## Begin Text provided

Skip to content

Document the 127.0.0.6 magic #29603

Closed
Closed
@yanniszark

Description

@yanniszark

Bug description

This is more of a question than a bug. We (Arrikto) noticed the following behavior in Istio:
incoming connections from declared service ports are proxied through 127.0.0.1 but requests through undeclared ports are proxied through 127.0.0.6. In the code, I see this refers to something called InboundPassthroughClusterIpv4. @dntosas then found this interesting comment: https://github.com/istio/istio/pull/15906/files#r308491044

So it seems like some "magic" was necessary, but I don't understand why. Possible reasons we could think of are so that the upstream app knows if the downstream connection is through a declared or undeclared port. Or maybe it has nothing to do with that. cc'ing @howardjohn @lambdai based on the discussion in the review comments.

[x] Docs
[ ] Installation
[ ] Networking
[ ] Performance and Scalability
[ ] Extensions and Telemetry
[ ] Security
[ ] Test and Release
[ ] User Experience
[ ] Developer Infrastructure
[ ] Upgrade

Steps to reproduce the bug

  1. Setup a server and client Pod with a sidecar.
  2. Create a k8s service and declare port 9090 in the server.
  3. Start a netcat server in the server pod on port 9090
  4. Connect from client and see that the server sidecar binds to 127.0.0.1 for the sidecar<->netcat socket.
  5. Start a netcat server in the server pod on port 9091 (undeclared).
  6. Connect from client and see that the server sidecar binds to 127.0.0.6 for the sidecar<->netcat socket.

Version (include the output of istioctl version --remote and kubectl version --short and helm version if you used Helm)

## End Text provided
## Begin Dataset content

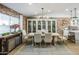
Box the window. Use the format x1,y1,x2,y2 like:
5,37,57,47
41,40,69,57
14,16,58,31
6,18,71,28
0,13,10,34
48,21,51,32
10,17,20,32
0,13,21,34
42,21,46,30
52,21,56,33
38,21,41,30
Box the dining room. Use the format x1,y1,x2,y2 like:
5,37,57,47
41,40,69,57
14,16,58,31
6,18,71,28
0,3,79,55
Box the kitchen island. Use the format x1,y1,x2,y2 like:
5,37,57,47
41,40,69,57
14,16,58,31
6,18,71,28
0,32,22,55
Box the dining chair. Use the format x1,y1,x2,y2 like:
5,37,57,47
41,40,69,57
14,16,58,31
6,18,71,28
34,33,42,47
22,30,28,42
44,33,52,45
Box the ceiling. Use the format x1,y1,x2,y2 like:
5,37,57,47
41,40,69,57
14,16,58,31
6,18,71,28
3,3,79,17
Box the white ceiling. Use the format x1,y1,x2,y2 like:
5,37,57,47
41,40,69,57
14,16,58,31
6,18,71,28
3,3,79,16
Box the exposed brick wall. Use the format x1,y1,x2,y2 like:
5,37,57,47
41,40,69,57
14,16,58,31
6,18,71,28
57,17,70,35
0,4,27,30
0,4,20,17
23,16,27,32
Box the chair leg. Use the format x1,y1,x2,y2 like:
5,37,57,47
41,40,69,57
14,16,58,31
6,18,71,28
45,42,46,47
40,42,41,47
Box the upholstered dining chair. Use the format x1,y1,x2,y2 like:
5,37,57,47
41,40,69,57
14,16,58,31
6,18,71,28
22,30,28,42
44,33,52,45
34,33,42,47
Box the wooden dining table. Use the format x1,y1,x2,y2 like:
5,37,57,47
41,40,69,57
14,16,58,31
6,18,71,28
28,33,59,45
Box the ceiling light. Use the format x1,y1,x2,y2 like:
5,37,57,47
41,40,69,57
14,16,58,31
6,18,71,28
28,3,32,5
48,10,51,12
65,9,69,11
34,12,37,14
77,11,79,13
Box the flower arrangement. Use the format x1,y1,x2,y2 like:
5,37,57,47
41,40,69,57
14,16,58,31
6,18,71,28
10,24,20,32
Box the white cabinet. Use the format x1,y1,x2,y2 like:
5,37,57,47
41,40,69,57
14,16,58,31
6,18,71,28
27,19,57,33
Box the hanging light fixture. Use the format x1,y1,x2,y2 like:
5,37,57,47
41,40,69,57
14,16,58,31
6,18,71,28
41,8,44,19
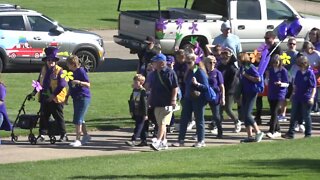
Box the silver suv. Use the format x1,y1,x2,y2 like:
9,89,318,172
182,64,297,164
0,4,105,72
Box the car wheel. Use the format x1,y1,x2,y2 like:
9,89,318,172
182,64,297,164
76,51,97,72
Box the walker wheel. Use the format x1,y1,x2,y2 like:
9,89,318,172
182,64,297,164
50,136,57,144
28,134,35,142
11,135,18,142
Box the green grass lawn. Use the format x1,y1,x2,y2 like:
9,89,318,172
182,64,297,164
5,0,192,29
0,138,320,180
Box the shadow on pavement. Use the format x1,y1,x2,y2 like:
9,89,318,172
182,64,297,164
96,58,138,72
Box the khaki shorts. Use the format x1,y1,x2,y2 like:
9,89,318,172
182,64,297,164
154,107,172,126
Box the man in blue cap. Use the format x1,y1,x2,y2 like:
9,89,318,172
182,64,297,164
150,53,178,151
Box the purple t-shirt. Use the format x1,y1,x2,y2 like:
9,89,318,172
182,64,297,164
293,69,317,102
68,67,91,99
0,83,12,131
208,69,224,104
268,67,289,100
240,64,259,94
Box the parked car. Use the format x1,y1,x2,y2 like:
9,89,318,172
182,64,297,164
0,4,105,72
114,0,320,54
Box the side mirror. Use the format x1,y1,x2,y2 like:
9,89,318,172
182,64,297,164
49,26,64,35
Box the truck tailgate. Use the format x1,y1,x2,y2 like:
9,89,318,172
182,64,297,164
119,12,156,40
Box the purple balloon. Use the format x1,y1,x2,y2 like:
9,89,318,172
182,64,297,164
258,48,270,75
287,19,302,37
278,21,288,41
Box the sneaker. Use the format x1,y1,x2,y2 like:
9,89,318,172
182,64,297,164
234,121,242,133
151,137,158,143
187,121,196,130
58,134,68,143
150,141,161,151
278,115,287,122
299,124,306,133
266,132,274,139
126,141,137,147
310,111,320,116
160,142,169,150
191,134,198,140
256,131,264,142
273,131,281,138
240,137,255,143
281,133,293,139
193,141,206,148
137,141,148,147
171,141,184,147
81,134,91,144
70,140,82,147
210,127,218,135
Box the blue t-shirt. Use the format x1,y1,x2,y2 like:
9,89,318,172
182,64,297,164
208,69,224,104
293,69,317,103
68,67,91,99
212,33,242,56
149,67,178,107
268,67,289,100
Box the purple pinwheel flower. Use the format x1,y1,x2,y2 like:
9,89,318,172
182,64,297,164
176,18,184,29
156,18,168,30
32,80,42,92
189,22,198,34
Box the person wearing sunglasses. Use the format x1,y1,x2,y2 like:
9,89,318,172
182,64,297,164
173,54,209,147
282,56,316,139
204,55,225,139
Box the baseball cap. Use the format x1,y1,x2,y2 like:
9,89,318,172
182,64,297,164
151,53,167,62
167,56,174,64
144,36,155,44
220,21,231,31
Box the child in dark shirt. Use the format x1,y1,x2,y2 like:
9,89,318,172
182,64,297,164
126,74,148,146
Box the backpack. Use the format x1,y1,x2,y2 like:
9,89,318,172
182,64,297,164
254,74,264,93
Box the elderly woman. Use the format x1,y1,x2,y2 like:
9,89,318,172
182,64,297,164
238,53,264,142
204,56,225,139
173,54,208,147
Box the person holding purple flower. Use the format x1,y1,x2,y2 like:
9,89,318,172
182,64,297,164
0,81,12,144
67,55,91,147
282,56,316,139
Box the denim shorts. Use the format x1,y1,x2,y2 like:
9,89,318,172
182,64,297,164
73,97,90,125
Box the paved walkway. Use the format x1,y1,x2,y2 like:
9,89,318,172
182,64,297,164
0,116,320,164
0,0,320,164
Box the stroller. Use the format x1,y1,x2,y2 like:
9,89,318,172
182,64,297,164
11,95,64,145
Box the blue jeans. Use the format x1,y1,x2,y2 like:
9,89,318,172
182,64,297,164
241,93,257,127
288,100,312,136
73,97,90,125
178,98,205,142
0,113,3,127
209,103,222,136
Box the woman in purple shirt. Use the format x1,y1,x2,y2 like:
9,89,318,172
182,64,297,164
204,56,225,139
67,55,91,147
238,52,264,142
283,56,316,139
266,54,289,139
0,81,12,144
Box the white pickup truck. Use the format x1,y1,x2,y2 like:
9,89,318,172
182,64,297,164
114,0,320,54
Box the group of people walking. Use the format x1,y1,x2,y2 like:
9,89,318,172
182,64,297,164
127,22,320,150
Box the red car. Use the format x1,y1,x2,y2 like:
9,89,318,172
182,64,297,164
7,44,43,59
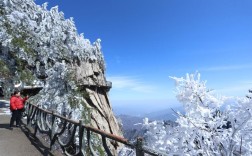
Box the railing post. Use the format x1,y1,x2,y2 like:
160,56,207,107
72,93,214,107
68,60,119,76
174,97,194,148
136,137,144,156
79,120,85,156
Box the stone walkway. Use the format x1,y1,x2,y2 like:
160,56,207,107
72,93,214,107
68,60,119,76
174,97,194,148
0,100,63,156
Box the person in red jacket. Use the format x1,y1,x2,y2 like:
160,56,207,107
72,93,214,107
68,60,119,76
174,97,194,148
10,91,28,127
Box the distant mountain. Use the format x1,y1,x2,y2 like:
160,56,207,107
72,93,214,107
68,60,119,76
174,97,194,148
116,112,177,141
143,107,184,121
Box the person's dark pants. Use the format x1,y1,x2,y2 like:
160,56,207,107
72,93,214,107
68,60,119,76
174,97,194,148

## End Dataset content

◆ **Tasks**
1. List each distinct GitHub username beginning with @ that appears in the Istio 127.0.0.6 issue.
2. Pick up the Istio 127.0.0.6 issue after its final line and keep writing it.

◆ **Task-by-task results**
1. @yanniszark, @dntosas, @howardjohn, @lambdai

2.
Istio:

client version: 1.5.7                                                                                                                                                                                                                           cluster-local-gateway version:                                                                                                                                                                                                                  ingressgateway version: 1.5.7                                                                                                                                                                                                                   pilot version: 1.5.7                                                                                                                                                                                                                            data plane version: 1.5.7 (16 proxies) 

Kubernetes:

Client Version: v1.16.4
Server Version: v1.16.15

How was Istio installed?

profile.yaml

Environment where bug was observed (cloud vendor, OS, etc)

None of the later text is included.